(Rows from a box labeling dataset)
---------------
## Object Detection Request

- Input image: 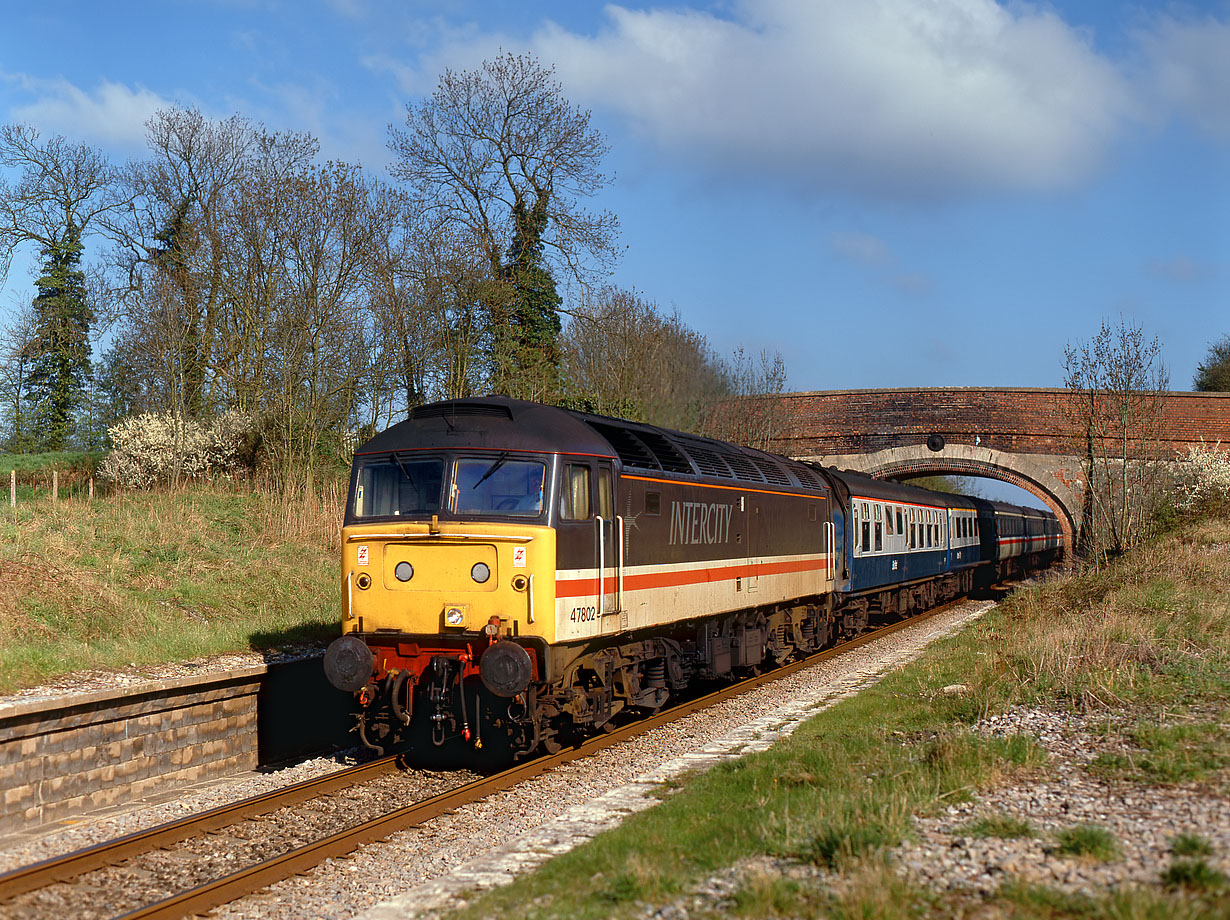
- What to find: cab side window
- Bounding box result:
[560,464,592,520]
[598,470,615,520]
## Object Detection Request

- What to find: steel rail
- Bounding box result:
[0,755,399,904]
[119,604,948,920]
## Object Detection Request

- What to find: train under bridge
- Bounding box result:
[769,387,1230,546]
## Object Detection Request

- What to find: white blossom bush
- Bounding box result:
[1176,443,1230,509]
[98,412,256,488]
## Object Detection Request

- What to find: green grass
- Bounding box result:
[0,487,341,691]
[962,813,1037,840]
[1050,824,1119,862]
[1170,834,1213,856]
[1093,722,1230,783]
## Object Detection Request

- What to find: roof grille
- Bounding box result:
[722,451,765,482]
[636,430,696,476]
[752,456,790,486]
[790,464,824,490]
[686,444,734,480]
[588,422,662,470]
[410,402,513,421]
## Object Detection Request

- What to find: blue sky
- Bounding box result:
[0,0,1230,390]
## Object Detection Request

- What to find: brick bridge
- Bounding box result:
[769,387,1230,546]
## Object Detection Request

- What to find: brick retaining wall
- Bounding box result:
[0,665,266,834]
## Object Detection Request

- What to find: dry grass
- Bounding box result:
[0,483,343,690]
[988,520,1230,710]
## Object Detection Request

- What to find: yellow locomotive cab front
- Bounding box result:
[342,521,555,643]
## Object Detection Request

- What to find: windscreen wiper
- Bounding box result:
[470,450,508,488]
[392,450,418,491]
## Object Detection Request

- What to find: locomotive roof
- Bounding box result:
[354,396,615,458]
[355,396,825,491]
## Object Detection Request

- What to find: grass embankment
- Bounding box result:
[0,486,342,692]
[460,520,1230,920]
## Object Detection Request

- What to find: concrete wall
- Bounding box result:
[0,665,266,833]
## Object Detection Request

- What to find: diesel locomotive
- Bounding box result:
[325,397,1063,763]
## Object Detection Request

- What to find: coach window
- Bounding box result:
[560,464,589,520]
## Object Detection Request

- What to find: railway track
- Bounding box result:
[0,608,943,920]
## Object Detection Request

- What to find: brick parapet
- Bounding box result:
[770,387,1230,456]
[0,665,267,833]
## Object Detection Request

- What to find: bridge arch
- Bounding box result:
[808,444,1084,546]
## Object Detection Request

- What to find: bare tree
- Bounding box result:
[389,54,617,396]
[1064,317,1170,560]
[706,347,786,450]
[0,301,39,453]
[1192,336,1230,392]
[562,288,729,432]
[0,124,128,282]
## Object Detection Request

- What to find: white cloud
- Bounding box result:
[535,0,1129,199]
[829,232,894,268]
[4,74,173,153]
[1148,256,1216,284]
[829,232,935,298]
[1137,10,1230,140]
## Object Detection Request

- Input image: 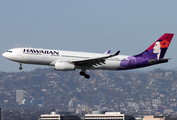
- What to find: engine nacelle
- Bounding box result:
[54,62,75,71]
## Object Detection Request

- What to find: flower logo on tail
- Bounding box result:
[160,39,170,48]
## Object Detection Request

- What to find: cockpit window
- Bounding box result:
[7,50,12,53]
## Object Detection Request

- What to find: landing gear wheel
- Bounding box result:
[85,74,90,79]
[79,71,85,76]
[19,67,23,70]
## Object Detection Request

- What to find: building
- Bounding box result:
[41,112,80,120]
[85,111,135,120]
[16,90,24,105]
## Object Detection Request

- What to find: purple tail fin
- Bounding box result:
[134,33,174,60]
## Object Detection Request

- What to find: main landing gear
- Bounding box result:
[80,70,90,79]
[19,63,23,70]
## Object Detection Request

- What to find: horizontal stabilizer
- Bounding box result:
[148,58,171,64]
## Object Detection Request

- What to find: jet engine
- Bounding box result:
[54,62,75,71]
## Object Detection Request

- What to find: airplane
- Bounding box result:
[2,33,174,79]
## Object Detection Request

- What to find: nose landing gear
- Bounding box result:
[19,63,23,70]
[80,70,90,79]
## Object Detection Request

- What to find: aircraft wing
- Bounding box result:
[70,51,120,66]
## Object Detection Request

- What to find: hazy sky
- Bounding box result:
[0,0,177,72]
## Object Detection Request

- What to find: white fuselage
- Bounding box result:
---------------
_Short task_
Return all of the entries above word for word, omitting the pictures.

_Complete response_
## Object Detection Request

- Input image: 
- What to find: cab side window
- Bounding box result:
[560,464,592,520]
[598,470,615,520]
## Object Detection Request

- What to find: steel rail
- Bounding box result:
[0,755,399,904]
[119,604,948,920]
## Object Detection Request

- What to find: train under bridge
- Bounding box result:
[769,387,1230,546]
## Object Detection Request

- What to find: white blossom bush
- Bounding box result:
[1176,443,1230,509]
[98,412,256,488]
## Object Detection Request

- What to find: green grass
- Bounding box result:
[0,487,341,691]
[962,813,1037,840]
[1050,824,1119,862]
[1170,834,1213,856]
[1093,722,1230,783]
## Object Detection Request

- What to find: roof grille
- Bounding box result:
[722,451,765,482]
[636,430,696,476]
[752,456,790,486]
[790,464,824,490]
[686,444,734,480]
[588,422,662,470]
[410,402,513,421]
## Object Detection Request

- What to find: blue sky
- Bounding box result:
[0,0,1230,390]
## Object Detection Request

- What to find: brick bridge
- Bounding box result:
[769,387,1230,546]
## Object Detection Request

- What to find: brick retaining wall
- Bounding box result:
[0,665,266,834]
## Object Detection Request

- What to find: dry grass
- Bounding box result:
[0,483,343,690]
[988,520,1230,710]
## Object Detection Request

- What to find: yellow locomotive cab front
- Bounding box result:
[342,521,555,643]
## Object Detection Request

- What to find: windscreen wiper
- Bounding box result:
[470,450,508,488]
[392,450,418,491]
## Object Detection Request

- What to find: locomotive roof
- Bounding box result:
[354,396,615,458]
[355,396,825,491]
## Object Detection Request

- What to find: grass embankment
- Bounding box result:
[0,486,342,692]
[460,520,1230,920]
## Object Detection Request

- What to find: concrete wall
- Bounding box result:
[0,665,266,833]
## Object Detection Request

- What to find: diesel locomotive
- Bounding box result:
[325,397,1063,763]
## Object Detection Request

- What to find: coach window
- Bounding box result:
[560,464,589,520]
## Object Detection Request

- What to find: railway track
- Bounding box result:
[0,608,943,920]
## Object Detection Request

- What to find: brick parapet
- Bounding box result:
[770,387,1230,456]
[0,665,267,833]
## Object Detection Request

- What to find: bridge arch
- Bounding box result:
[808,444,1084,546]
## Object Detection Request

- What to find: bare tree
- Bounding box result:
[389,54,617,396]
[1064,317,1170,560]
[706,347,786,450]
[0,301,39,453]
[1192,336,1230,392]
[562,288,729,432]
[0,124,128,282]
## Object Detection Request

- What to find: white cloud
- Bounding box result:
[535,0,1129,199]
[829,232,894,268]
[4,74,173,153]
[1148,256,1216,284]
[829,232,935,298]
[1137,10,1230,140]
## Object Detection Request

- Input image: 
- What to find: engine nacelle
- Bounding box result:
[54,62,75,71]
## Object Detection Request

- What to find: flower logo on tail
- Bounding box result:
[160,39,170,48]
## Object Detection Request

- What to find: cockpit window
- Bounding box result:
[7,50,12,53]
## Object Detection Request

- What to find: landing gear wheel
- Bounding box result:
[85,74,90,79]
[79,71,85,76]
[19,67,23,70]
## Object Detection Request

- What to find: building
- Bounding box result:
[41,112,80,120]
[85,111,135,120]
[16,90,24,105]
## Object Detection Request

- What to find: purple tail fin
- Bounding box result:
[134,33,174,60]
## Object Detection Request

- What to find: main landing gear
- Bounding box result:
[80,70,90,79]
[19,63,23,70]
## Object Detection Request

- What to find: horizontal stabilizer
- Bounding box result:
[148,58,171,64]
## Object Detection Request

- What to find: jet engine
- Bounding box result:
[54,62,75,71]
## Object Detection Request

- What to find: airplane
- Bounding box result:
[2,33,174,79]
## Object Detection Request

- What to find: nose landing gear
- Bounding box result:
[19,63,23,70]
[80,70,90,79]
## Object Detection Request

- What to find: aircraft wing
- Bounding box result:
[70,51,120,66]
## Object Detection Request

- What to find: hazy sky
- Bounding box result:
[0,0,177,72]
## Object Detection Request

- What to find: white fuselage
- Bounding box result:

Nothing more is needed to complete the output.